**THE TASK**. Rewrite the lines below, swapping every "keypoint" for "marker" and keeping everything else as it is.
◆ ◆ ◆ ◆ ◆ ◆ ◆
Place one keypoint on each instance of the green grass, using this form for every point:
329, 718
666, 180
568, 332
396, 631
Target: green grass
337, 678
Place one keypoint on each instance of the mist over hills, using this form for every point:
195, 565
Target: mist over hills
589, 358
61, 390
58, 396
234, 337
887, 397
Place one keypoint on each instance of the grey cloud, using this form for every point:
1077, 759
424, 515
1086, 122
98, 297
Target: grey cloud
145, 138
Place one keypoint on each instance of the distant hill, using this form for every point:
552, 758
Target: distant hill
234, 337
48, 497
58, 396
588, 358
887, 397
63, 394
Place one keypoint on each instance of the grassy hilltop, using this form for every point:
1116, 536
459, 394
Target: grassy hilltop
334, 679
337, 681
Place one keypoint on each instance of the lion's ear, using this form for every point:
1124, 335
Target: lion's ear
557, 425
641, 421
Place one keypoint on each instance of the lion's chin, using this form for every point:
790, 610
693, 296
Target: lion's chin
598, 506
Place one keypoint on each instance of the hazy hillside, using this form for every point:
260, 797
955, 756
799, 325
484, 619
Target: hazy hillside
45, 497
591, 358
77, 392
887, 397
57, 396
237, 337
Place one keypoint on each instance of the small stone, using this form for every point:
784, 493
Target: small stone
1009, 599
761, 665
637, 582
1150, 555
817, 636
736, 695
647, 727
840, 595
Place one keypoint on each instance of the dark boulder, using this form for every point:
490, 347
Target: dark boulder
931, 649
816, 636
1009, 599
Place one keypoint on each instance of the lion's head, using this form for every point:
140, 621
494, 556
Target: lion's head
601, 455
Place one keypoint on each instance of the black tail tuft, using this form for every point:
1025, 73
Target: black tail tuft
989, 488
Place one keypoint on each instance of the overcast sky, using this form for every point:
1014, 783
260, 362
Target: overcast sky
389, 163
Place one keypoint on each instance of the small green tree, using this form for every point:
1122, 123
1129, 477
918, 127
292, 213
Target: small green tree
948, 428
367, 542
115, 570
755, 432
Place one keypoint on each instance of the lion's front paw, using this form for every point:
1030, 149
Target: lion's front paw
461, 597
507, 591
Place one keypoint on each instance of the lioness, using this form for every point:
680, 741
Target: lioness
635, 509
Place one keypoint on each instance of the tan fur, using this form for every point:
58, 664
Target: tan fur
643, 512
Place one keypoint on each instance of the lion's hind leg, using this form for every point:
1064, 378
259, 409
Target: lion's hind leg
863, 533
◆ ◆ ◆ ◆ ◆ ◆ ◆
**FULL OUTPUT**.
Place one marker on each instance of the green grass, using this form for every point:
329, 718
666, 180
568, 332
396, 631
Target: green grass
337, 678
Place one marker on each instance of the mist over hills, using this form for every point:
195, 565
Target: mist over hills
589, 358
61, 390
58, 396
234, 337
887, 397
Place one marker on each instance of the grey cloud, using this form for every point:
1077, 759
424, 515
1086, 122
98, 297
Target: grey cloud
145, 138
Place one marker on each instance of the distant hill, using this form for every point:
552, 758
Target: distant hill
234, 337
48, 497
58, 396
588, 358
887, 397
63, 394
Place one marker on each instance of the grassy hilltop, using this form for every point:
1116, 536
459, 394
Target: grassy hilltop
334, 679
337, 681
Place one marker on each instance of the lion's ear, using this form for every point:
1124, 335
Target: lion's ear
557, 425
641, 421
Place one marker on each instance of the lion's chin, using this form for every point:
790, 610
693, 296
Target: lion's chin
598, 506
Place one marker on each instance of the hazy hillside, using this form for every point:
260, 797
955, 756
799, 325
484, 619
Target: hazy hillside
45, 497
591, 358
77, 392
887, 397
57, 396
237, 337
Place one marker on each instance of the small stone, using this form for every point:
784, 493
Target: small stone
1009, 599
761, 665
637, 582
1150, 555
817, 636
736, 695
647, 727
840, 595
Place one marker on each instance of the dark boulder, using this form for every point:
490, 347
Target: dark boulder
931, 649
816, 636
1009, 599
Place one marker on each instance of the lion's head, using this form for every point:
140, 621
494, 556
Target: lion's head
601, 455
Place one marker on each instance of the black tail tuft, using this form for every point:
1025, 73
Target: black tail tuft
989, 488
Place one marker on each instance of the overcast sky, using this form for every point:
1014, 783
260, 362
Target: overcast sky
389, 163
Place one marker on each instance of the small green tree, using this form for every point:
1122, 123
1129, 477
918, 127
292, 213
Target: small green tree
948, 428
367, 542
115, 570
755, 432
Place one marker on each instance of the lion's front paw, using this form for every point:
1030, 149
Target: lion's front paw
461, 597
507, 591
Place one marker on each instance of the lioness, using this form for every point:
680, 741
Target: lioness
635, 509
Place one marker on each instance of the tan fur, using this form for every point:
58, 664
Target: tan fur
643, 512
Place one marker on each instance of the lion's hind leg, using this form for every point:
1064, 378
259, 409
Target: lion's hind leg
863, 533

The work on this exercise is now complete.